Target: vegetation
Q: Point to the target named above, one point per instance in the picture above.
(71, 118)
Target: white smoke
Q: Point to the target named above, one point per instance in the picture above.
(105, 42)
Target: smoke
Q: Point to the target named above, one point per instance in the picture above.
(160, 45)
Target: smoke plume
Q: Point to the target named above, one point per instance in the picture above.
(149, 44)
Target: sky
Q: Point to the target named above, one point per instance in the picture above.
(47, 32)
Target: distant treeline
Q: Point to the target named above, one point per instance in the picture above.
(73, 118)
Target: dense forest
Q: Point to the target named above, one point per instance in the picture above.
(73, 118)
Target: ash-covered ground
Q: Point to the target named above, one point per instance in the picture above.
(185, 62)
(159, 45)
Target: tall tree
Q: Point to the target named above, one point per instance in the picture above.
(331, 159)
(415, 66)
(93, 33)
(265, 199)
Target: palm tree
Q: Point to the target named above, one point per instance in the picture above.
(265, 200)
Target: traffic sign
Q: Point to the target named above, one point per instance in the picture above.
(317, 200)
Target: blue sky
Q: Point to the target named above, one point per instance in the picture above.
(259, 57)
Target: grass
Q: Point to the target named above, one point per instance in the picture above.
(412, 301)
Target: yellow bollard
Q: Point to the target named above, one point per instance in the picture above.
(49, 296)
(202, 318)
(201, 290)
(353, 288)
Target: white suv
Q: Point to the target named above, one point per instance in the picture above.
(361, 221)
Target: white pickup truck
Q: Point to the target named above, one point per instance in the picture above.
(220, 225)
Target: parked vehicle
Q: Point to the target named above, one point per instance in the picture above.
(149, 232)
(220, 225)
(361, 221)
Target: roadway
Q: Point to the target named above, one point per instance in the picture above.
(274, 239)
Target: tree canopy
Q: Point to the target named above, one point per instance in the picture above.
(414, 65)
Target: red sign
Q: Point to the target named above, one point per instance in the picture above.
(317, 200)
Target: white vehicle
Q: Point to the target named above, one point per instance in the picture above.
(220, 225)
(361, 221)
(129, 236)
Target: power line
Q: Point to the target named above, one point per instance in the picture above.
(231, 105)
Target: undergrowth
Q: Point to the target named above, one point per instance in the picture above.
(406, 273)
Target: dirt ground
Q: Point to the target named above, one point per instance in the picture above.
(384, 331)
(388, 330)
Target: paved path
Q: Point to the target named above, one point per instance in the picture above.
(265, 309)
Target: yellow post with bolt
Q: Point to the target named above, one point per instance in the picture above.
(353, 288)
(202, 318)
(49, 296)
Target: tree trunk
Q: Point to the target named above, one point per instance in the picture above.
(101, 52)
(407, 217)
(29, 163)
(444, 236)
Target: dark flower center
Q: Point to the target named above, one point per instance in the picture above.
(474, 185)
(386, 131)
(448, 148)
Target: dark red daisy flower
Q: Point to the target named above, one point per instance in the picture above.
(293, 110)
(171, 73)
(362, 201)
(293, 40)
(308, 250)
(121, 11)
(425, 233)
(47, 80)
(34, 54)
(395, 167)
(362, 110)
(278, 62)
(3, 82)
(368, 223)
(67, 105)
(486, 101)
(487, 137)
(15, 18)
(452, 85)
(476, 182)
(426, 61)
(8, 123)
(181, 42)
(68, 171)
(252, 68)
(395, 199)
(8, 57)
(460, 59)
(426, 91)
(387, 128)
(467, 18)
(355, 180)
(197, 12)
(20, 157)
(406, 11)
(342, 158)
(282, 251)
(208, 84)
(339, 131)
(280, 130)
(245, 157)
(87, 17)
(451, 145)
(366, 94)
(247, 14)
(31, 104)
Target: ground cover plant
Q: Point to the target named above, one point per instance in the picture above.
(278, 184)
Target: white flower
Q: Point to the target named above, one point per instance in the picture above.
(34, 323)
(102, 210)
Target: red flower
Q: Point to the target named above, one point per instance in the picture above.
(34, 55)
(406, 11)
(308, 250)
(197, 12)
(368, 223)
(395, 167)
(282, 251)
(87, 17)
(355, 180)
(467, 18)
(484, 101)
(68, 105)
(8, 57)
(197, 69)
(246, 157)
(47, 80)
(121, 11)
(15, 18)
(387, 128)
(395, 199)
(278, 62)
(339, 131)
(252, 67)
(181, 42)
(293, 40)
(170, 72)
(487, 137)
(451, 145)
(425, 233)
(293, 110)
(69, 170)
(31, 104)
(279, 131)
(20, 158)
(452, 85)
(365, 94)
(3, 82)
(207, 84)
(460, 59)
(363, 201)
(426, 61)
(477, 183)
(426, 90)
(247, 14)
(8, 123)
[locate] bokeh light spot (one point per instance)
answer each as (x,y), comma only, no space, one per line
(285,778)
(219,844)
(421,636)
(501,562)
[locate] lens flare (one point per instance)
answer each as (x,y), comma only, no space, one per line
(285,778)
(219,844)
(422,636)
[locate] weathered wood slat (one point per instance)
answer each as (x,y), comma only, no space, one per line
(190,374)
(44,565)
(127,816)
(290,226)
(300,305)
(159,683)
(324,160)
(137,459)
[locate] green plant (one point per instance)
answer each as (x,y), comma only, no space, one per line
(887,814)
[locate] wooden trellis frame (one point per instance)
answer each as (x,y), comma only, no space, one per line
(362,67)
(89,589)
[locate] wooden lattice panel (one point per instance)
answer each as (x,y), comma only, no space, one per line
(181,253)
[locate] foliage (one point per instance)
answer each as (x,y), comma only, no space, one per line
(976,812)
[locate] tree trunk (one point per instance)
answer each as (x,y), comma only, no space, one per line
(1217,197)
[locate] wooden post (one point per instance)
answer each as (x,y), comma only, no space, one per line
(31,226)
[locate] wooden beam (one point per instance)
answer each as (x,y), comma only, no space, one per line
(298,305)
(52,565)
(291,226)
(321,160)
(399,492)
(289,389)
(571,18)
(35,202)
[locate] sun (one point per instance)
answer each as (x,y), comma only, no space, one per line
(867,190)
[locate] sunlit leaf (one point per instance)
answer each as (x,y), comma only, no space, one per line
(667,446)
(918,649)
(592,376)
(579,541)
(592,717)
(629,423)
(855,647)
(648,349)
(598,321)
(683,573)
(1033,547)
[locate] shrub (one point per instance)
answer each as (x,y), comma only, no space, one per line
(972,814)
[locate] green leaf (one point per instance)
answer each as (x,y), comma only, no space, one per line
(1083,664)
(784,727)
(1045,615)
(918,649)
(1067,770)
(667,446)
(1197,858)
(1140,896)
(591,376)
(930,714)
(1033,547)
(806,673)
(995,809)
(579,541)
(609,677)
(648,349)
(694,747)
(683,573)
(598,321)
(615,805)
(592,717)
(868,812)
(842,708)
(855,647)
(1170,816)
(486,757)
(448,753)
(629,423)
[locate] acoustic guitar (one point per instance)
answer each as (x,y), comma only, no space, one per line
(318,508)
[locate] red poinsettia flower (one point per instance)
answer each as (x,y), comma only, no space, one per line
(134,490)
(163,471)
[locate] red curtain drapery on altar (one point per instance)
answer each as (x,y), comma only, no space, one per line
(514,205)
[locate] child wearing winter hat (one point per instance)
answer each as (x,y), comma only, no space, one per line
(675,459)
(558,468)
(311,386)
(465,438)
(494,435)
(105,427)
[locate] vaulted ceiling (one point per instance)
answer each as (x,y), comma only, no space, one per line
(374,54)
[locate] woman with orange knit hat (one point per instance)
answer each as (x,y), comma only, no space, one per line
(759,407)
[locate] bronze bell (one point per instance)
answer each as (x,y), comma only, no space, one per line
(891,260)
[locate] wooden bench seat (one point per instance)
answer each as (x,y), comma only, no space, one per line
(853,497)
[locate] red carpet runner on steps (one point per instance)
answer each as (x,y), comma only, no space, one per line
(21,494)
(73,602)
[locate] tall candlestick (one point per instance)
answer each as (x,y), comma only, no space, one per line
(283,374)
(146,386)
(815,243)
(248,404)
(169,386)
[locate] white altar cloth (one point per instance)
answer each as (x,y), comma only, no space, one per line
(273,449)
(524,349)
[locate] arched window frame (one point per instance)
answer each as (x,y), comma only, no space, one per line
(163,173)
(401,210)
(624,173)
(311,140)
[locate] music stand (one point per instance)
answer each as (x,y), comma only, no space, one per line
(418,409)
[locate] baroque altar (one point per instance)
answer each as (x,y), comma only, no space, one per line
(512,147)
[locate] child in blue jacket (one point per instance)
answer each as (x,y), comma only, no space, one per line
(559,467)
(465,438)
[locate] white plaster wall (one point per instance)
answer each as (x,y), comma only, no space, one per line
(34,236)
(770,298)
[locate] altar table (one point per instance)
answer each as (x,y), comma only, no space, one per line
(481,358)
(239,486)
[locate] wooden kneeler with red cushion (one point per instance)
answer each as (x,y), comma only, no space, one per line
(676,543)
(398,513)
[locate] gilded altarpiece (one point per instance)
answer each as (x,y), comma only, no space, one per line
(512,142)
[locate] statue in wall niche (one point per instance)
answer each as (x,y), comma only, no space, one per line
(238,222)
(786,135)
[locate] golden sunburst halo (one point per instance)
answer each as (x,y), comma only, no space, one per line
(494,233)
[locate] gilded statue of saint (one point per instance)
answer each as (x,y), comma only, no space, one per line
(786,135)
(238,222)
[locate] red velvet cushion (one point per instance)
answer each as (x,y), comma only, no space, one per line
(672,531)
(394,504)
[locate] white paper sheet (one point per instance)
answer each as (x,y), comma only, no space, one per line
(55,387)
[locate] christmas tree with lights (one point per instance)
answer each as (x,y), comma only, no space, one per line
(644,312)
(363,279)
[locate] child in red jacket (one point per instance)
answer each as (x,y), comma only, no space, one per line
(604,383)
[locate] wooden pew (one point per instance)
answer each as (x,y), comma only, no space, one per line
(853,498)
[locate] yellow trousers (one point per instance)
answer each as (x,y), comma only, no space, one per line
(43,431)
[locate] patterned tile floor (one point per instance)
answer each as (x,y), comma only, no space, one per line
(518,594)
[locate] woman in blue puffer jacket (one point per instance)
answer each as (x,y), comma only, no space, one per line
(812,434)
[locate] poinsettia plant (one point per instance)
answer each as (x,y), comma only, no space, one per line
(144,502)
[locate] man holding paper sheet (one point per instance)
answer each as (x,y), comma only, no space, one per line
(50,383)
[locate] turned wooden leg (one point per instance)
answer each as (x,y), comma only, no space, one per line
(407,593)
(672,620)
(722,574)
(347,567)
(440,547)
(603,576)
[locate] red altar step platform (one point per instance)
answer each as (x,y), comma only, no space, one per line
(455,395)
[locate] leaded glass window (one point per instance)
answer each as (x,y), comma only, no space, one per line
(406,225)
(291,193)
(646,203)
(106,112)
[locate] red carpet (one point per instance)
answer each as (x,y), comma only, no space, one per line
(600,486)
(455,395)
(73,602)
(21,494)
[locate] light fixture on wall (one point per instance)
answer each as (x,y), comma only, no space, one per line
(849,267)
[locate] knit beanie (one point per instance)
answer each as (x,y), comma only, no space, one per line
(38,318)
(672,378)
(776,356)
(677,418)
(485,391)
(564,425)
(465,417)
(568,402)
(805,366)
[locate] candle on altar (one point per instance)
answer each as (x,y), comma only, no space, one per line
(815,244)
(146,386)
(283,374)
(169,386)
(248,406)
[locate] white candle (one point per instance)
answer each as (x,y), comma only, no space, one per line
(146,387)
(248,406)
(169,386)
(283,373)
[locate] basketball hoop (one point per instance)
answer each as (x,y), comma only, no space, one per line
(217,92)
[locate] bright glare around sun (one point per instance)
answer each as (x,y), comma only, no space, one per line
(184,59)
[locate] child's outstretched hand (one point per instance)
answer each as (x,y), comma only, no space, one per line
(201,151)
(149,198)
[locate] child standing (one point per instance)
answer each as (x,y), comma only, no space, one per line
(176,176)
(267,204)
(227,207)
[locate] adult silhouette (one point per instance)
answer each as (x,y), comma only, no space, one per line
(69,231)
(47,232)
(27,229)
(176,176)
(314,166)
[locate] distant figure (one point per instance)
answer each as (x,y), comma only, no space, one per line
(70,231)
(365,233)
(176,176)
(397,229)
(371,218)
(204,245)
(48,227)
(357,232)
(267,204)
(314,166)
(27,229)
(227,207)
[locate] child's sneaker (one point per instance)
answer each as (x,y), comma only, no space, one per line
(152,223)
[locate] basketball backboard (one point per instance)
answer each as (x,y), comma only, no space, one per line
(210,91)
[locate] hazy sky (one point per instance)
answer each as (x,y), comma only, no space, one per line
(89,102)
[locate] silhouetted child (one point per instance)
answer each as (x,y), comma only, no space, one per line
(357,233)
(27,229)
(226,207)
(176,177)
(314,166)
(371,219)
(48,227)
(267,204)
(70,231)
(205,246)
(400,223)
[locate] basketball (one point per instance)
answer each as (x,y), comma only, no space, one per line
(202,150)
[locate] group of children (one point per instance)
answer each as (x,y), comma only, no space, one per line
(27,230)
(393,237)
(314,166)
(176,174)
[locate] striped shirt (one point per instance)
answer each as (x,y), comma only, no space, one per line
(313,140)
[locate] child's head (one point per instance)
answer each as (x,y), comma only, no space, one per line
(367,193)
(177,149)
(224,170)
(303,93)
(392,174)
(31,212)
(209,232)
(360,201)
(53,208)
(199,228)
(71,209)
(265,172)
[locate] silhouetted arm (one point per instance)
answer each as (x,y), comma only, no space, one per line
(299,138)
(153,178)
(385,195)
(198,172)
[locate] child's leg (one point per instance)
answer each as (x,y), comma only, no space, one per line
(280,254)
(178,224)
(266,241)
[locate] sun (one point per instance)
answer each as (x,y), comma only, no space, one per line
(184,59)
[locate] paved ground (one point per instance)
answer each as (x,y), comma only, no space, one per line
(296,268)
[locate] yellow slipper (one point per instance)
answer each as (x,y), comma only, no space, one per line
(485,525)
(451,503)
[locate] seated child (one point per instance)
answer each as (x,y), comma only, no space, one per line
==================================================
» **EXERCISE AIM**
Starting with the line that contains "[locate] paved ground" and going on through the end of the data above, present each line as a Markdown table with the columns Row and Line. Leave out any blank lines.

» **RESULT**
| Row | Line |
|---|---|
| 1 | [locate] paved ground (one point per instance) |
| 2 | answer each as (x,y), comma only, no space, one per line |
| 3 | (296,268) |
| 4 | [locate] yellow slipper (one point per instance) |
| 5 | answer each as (x,y), comma only, no space, one per line |
| 6 | (485,525) |
| 7 | (451,503) |
| 8 | [locate] seated child (one point per instance) |
| 9 | answer each as (x,y), comma only, no space, one per line |